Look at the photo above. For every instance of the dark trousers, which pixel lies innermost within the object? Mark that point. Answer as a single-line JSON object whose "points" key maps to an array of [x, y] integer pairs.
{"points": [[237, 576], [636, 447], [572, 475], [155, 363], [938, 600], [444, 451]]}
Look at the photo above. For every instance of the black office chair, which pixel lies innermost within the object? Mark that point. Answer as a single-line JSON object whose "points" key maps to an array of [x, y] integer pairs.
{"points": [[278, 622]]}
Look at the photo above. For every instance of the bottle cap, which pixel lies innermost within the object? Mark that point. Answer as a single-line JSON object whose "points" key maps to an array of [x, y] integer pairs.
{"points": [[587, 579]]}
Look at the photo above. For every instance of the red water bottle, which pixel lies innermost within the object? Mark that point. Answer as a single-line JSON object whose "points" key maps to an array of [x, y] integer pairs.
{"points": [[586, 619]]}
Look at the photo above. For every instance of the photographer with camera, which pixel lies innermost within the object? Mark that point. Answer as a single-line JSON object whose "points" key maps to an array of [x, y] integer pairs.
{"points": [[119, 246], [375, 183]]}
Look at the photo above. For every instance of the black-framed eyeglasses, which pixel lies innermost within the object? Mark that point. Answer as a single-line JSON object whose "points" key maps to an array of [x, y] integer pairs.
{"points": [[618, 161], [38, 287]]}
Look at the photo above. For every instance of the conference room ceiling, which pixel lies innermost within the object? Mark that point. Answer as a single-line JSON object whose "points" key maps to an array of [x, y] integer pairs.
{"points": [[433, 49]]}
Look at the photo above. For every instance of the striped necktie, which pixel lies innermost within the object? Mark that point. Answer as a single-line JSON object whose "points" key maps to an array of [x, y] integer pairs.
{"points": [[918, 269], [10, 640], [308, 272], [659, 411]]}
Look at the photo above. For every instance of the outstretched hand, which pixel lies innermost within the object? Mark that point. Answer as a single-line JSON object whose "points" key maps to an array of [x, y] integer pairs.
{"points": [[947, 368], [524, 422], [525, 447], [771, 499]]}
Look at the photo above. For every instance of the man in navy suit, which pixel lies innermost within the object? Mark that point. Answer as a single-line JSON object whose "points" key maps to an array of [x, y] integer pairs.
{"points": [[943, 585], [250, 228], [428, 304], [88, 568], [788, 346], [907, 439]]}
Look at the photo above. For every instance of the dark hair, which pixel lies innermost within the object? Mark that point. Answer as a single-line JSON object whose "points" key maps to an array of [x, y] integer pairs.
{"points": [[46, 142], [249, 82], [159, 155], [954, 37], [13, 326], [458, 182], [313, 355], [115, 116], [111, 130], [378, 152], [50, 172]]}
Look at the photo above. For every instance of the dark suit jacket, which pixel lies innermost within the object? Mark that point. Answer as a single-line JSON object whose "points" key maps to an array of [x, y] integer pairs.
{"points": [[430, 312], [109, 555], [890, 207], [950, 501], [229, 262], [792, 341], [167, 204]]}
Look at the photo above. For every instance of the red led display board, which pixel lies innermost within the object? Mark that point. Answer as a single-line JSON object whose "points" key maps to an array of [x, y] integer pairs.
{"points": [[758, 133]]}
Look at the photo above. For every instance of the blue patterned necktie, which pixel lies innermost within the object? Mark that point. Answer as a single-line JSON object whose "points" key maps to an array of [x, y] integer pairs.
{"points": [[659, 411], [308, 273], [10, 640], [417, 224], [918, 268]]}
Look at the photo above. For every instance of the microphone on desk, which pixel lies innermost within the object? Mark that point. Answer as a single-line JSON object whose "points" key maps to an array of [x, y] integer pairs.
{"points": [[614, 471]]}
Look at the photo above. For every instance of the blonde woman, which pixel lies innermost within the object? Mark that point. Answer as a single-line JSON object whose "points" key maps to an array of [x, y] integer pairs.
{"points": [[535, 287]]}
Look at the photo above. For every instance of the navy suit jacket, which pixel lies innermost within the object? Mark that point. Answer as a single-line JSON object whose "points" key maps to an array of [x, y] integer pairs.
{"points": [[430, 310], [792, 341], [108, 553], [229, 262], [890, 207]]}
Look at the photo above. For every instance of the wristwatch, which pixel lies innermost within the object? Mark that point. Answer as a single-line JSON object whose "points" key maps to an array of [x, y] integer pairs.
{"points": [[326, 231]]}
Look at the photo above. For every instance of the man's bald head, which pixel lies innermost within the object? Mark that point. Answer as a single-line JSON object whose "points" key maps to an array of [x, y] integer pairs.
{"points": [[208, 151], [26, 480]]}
---
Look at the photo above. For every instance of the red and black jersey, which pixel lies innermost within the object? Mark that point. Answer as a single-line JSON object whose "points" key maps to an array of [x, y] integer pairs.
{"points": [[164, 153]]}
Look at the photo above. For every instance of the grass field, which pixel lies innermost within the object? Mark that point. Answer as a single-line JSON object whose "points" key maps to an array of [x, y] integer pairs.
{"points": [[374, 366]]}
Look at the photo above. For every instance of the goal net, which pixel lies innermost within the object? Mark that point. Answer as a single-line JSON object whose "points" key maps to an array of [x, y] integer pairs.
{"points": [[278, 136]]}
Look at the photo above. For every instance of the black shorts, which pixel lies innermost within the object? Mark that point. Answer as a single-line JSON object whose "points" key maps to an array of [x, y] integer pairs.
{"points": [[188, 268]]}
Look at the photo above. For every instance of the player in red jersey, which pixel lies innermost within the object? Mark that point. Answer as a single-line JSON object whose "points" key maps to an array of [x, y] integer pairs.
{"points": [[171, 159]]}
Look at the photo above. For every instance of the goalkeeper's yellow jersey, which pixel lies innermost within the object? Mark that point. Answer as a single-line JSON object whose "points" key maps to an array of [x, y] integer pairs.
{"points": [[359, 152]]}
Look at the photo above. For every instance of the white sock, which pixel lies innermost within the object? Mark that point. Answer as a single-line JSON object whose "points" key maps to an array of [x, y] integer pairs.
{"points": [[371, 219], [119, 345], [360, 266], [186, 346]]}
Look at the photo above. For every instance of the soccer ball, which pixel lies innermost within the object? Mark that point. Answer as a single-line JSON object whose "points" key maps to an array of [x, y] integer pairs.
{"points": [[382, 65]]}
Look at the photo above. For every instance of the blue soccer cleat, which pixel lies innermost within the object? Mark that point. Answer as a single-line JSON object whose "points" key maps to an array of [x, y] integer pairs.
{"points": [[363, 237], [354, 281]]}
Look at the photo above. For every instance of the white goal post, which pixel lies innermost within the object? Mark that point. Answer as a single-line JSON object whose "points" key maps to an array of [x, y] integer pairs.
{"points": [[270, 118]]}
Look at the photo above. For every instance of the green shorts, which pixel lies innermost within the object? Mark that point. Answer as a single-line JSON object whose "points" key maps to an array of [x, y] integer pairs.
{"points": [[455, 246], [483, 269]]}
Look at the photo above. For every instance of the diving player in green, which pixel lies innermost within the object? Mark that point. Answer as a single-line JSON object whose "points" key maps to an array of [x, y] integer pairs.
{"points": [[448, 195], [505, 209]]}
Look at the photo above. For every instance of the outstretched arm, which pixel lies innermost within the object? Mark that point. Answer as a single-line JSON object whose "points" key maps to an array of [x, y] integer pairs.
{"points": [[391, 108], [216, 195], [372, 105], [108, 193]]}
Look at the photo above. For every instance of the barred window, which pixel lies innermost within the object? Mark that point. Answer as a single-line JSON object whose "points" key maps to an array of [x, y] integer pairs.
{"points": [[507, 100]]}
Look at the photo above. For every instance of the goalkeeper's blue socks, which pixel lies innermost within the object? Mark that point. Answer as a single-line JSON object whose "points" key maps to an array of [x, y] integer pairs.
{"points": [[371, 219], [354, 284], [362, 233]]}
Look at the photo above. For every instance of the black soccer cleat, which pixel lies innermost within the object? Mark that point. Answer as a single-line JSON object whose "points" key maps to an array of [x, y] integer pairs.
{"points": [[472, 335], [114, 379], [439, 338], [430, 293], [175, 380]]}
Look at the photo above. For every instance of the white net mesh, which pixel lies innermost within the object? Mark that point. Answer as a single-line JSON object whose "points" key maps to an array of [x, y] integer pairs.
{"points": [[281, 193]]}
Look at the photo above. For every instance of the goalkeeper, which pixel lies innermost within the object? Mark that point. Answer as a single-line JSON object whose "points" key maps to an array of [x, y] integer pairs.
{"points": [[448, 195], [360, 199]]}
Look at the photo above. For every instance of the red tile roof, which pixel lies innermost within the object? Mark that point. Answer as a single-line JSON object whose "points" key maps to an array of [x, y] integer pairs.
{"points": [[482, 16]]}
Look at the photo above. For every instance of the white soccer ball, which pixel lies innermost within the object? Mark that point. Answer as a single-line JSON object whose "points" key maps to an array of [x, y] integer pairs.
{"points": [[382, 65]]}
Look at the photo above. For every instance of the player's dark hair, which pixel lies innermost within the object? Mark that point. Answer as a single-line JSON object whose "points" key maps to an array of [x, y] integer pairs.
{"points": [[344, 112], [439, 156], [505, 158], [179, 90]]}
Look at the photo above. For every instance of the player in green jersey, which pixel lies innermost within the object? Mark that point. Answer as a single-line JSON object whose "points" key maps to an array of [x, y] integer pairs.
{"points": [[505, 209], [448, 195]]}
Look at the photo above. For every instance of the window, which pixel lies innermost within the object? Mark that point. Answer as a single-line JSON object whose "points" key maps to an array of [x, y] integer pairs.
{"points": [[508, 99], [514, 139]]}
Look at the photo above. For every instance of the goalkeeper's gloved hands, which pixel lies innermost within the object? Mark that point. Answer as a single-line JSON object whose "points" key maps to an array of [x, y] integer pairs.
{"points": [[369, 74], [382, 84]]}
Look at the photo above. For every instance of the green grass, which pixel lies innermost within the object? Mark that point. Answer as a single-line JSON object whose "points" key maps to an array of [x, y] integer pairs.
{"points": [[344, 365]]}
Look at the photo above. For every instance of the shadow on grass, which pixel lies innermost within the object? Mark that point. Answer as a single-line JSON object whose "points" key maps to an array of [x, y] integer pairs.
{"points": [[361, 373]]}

Directive: Gather each line in the records that contains the word "green" and copy it in full, matching case exactly.

The response:
Look at the photo above. For every instance of the green shorts, which pixel lies innermost within the object? Mark that point. Answer as a single-line JSON object whose "points" key maps to an array of [x, y] integer pairs.
Look at the photo above. For every instance of the diving player in green, which pixel lies innermost within the object? Mark that point. Answer as a single-line JSON object whose "points" key maps to an array of [x, y] integer pairs.
Look at the photo above. For every instance of the player in green jersey, which pixel lies innermost within the object? Mark that point. Answer as a single-line JSON object whose "points" key maps to an array of [x, y] integer pairs.
Look at the photo above. For every instance of the green grass, which pixel lies innermost within the object? Mark that point. Answer as a single-line JSON object whose "points" key maps to an array of [x, y] integer pairs.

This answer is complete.